## EXCERPTED TEXT
No matter what part of the country you’re in, small business owners are struggling to keep the doors open. With unpredictable reopening plans, the need for social distancing, and the slow delivery of a vaccine, it has hit local businesses hard.

If you’re a business owner in this situation, you could find enough relief to keep your doors open and critical staff employed by utilizing the options below.

Cut Out Unnecessary Expenses

While you might have already done this, take some time and go over your expenses again.

Instead of eyeing luxury expenses this time around, focus on discontinuing low-margin services and supplies until demand gets back to pre-COVID levels. This could mean paring-down your menu, hiring a delivery person instead of using meal delivery services, liquidating inventory to reduce warehouse space, or limiting the schedule to the most profitable hours of business.

When evaluating expenses to cut, don’t think of this as a permanent solution. Instead, think of it as a temporary fix. You can bring them back when revenue and business picks up again.

Talk with Vendors and Explore Payment Arrangements

If you’re strapped for cash, your vendors may be as well. Reach out to your accounts payable and start a conversation about mutually-beneficial payment arrangements.

For example, if you can promise a certain amount towards your bill every two weeks, its better than $0 for your vendor. They will get a reliable cash flow, and you get a feasible payment arrangement.

If you and a vendor do mutual business (they invoice you and you invoice them), set up a call to review. Explore creative options like applying their invoice for $3000 to your invoice for $2500. You’ll still owe them $500, but it’s a lot better option when money is tight. This is a simple solution that often goes forgotten because AP and AR teams don’t communicate with one another.

## GIVEN INFORMATION

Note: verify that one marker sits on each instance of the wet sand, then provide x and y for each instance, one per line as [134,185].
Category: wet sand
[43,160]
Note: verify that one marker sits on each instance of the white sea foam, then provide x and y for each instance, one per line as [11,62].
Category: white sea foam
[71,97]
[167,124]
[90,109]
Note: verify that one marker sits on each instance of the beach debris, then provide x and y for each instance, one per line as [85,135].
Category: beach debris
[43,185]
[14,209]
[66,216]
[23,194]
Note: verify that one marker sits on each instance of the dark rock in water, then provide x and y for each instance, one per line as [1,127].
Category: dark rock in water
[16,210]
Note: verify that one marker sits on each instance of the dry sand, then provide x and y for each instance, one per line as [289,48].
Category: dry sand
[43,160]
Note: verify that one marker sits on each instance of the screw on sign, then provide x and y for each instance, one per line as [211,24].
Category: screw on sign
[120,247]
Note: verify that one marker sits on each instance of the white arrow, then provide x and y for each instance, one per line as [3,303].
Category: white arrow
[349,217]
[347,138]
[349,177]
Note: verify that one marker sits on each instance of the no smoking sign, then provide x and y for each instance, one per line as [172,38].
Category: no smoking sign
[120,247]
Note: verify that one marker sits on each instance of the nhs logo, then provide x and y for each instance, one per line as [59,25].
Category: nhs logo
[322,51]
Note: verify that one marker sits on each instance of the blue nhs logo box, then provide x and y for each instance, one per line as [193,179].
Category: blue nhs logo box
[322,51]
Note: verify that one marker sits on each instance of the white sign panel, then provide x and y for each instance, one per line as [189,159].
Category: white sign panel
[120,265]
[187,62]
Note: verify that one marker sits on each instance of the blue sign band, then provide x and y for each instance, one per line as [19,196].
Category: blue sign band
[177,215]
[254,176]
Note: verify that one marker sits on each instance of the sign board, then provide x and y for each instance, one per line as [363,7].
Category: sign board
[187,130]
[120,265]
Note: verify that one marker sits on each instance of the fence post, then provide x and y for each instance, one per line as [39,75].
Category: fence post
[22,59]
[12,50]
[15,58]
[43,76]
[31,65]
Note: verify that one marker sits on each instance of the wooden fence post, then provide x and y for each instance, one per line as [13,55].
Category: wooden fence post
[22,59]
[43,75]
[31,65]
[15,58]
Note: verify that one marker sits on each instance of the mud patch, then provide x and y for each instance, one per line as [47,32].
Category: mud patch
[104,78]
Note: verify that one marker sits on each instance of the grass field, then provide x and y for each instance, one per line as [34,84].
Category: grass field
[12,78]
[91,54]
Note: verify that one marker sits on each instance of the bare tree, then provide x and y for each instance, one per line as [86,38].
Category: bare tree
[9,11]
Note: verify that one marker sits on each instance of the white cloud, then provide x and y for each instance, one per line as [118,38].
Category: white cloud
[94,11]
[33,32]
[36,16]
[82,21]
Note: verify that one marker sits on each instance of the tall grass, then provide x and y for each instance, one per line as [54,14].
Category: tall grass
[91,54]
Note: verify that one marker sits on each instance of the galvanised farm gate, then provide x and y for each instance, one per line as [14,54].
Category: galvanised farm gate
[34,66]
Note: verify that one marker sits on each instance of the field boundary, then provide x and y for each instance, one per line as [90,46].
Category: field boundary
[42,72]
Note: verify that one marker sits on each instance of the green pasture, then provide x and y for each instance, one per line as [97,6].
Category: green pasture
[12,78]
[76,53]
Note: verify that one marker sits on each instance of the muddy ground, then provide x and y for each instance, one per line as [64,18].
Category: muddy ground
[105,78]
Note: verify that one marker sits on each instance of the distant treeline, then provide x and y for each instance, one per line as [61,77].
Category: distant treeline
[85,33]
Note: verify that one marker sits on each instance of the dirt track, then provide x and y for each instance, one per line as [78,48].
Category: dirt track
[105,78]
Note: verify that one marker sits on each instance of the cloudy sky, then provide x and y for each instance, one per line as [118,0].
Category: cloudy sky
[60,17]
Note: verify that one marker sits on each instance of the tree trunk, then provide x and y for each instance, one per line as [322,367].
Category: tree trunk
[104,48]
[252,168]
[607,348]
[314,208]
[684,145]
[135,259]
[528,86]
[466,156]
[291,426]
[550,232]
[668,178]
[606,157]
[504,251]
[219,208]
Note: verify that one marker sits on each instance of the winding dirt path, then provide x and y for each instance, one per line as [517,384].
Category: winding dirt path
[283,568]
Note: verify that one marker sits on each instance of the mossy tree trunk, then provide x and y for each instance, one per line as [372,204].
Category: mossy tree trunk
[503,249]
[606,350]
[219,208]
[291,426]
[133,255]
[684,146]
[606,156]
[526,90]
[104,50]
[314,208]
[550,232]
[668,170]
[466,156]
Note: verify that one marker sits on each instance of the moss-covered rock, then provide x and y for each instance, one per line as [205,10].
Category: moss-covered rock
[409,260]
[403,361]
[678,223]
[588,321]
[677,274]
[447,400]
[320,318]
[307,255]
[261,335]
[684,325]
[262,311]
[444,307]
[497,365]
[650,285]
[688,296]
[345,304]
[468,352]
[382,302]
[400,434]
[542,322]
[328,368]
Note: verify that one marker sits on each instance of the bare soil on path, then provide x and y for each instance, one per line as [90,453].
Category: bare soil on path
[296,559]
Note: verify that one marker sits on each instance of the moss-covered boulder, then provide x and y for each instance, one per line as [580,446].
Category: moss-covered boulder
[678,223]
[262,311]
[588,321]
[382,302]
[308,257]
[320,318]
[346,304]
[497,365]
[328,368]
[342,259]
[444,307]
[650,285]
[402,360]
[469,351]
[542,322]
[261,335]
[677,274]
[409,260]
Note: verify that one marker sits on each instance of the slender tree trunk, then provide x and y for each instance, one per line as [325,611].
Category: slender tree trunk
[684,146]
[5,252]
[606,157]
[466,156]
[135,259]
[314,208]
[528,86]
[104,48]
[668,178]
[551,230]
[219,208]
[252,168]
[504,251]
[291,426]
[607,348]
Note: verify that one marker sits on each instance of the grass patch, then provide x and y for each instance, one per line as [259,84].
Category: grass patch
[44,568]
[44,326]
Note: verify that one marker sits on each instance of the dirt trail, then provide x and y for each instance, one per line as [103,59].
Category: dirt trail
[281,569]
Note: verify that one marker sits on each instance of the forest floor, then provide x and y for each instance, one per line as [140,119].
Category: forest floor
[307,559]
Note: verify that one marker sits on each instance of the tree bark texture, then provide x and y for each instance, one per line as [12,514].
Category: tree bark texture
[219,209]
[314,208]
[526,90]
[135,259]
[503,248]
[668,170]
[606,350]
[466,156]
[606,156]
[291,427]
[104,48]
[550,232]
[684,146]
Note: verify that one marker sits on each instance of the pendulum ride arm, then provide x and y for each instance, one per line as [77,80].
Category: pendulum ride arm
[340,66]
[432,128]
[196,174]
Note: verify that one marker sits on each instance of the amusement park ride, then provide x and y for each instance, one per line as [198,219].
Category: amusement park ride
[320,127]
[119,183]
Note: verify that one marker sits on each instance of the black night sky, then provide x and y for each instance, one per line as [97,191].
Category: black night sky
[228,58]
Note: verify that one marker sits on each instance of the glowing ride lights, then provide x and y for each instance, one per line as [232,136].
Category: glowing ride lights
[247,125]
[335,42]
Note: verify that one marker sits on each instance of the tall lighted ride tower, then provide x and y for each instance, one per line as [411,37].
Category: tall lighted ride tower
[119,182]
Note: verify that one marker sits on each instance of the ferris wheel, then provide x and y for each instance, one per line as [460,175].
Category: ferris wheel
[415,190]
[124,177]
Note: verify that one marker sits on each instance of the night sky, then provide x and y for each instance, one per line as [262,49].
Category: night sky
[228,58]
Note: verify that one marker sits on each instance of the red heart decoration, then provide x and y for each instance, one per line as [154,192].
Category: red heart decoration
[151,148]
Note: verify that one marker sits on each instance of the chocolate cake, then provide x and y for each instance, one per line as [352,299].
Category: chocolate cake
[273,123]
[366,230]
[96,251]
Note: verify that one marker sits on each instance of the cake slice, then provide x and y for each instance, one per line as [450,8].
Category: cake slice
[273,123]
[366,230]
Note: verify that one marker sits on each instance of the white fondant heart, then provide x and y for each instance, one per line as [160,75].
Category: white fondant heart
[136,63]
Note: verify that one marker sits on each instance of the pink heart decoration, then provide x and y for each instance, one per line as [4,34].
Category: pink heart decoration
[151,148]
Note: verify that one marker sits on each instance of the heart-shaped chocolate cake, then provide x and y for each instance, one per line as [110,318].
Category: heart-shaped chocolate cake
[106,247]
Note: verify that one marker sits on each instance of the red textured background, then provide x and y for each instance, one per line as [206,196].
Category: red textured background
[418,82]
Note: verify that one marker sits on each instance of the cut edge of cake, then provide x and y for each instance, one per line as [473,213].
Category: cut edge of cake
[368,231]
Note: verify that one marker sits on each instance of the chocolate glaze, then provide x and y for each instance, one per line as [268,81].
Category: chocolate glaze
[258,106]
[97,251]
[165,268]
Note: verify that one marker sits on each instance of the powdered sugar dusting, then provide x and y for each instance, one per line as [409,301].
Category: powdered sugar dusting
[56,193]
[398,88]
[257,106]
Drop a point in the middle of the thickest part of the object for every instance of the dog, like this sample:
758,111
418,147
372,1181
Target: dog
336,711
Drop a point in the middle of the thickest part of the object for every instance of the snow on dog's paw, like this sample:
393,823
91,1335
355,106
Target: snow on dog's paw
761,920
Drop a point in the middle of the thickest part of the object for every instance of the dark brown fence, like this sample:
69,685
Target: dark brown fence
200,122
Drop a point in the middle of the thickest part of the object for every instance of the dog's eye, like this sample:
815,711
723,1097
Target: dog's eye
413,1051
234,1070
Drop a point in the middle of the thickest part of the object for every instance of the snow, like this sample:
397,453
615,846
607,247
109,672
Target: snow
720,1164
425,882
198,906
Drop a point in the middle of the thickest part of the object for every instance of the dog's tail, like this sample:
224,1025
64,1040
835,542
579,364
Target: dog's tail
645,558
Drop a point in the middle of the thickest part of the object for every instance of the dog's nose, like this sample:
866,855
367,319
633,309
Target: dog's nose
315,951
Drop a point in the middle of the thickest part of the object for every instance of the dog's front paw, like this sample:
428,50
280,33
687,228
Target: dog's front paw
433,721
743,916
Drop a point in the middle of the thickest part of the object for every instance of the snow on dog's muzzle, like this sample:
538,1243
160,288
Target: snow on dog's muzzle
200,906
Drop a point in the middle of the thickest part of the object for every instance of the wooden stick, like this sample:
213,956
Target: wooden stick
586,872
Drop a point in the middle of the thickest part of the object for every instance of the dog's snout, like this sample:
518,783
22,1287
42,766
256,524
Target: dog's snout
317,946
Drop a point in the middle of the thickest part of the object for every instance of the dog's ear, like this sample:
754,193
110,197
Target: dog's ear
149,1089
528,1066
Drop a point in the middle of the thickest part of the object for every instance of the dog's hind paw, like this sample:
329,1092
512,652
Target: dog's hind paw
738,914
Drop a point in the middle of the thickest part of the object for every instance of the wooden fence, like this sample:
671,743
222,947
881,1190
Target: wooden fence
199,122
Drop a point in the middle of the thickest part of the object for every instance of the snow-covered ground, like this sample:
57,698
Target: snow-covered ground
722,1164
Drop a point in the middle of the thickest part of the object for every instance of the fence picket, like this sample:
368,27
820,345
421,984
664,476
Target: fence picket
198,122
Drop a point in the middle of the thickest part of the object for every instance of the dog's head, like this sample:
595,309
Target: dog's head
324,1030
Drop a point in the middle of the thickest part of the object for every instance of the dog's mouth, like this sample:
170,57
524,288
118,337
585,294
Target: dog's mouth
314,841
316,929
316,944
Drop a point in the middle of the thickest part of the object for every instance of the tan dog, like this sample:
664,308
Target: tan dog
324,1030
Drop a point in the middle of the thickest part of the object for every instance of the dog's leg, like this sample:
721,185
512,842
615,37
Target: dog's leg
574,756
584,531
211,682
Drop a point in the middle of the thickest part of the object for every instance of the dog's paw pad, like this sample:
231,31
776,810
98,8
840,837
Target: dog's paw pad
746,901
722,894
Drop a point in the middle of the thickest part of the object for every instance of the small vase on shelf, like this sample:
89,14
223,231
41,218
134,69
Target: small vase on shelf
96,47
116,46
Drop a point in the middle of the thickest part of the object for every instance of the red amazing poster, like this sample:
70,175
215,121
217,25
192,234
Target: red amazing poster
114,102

## TO DO
In the small-business relief tips, how much would you still owe a vendor after applying their $3000 invoice to your $2500 invoice?

## YOUR SOLUTION
$500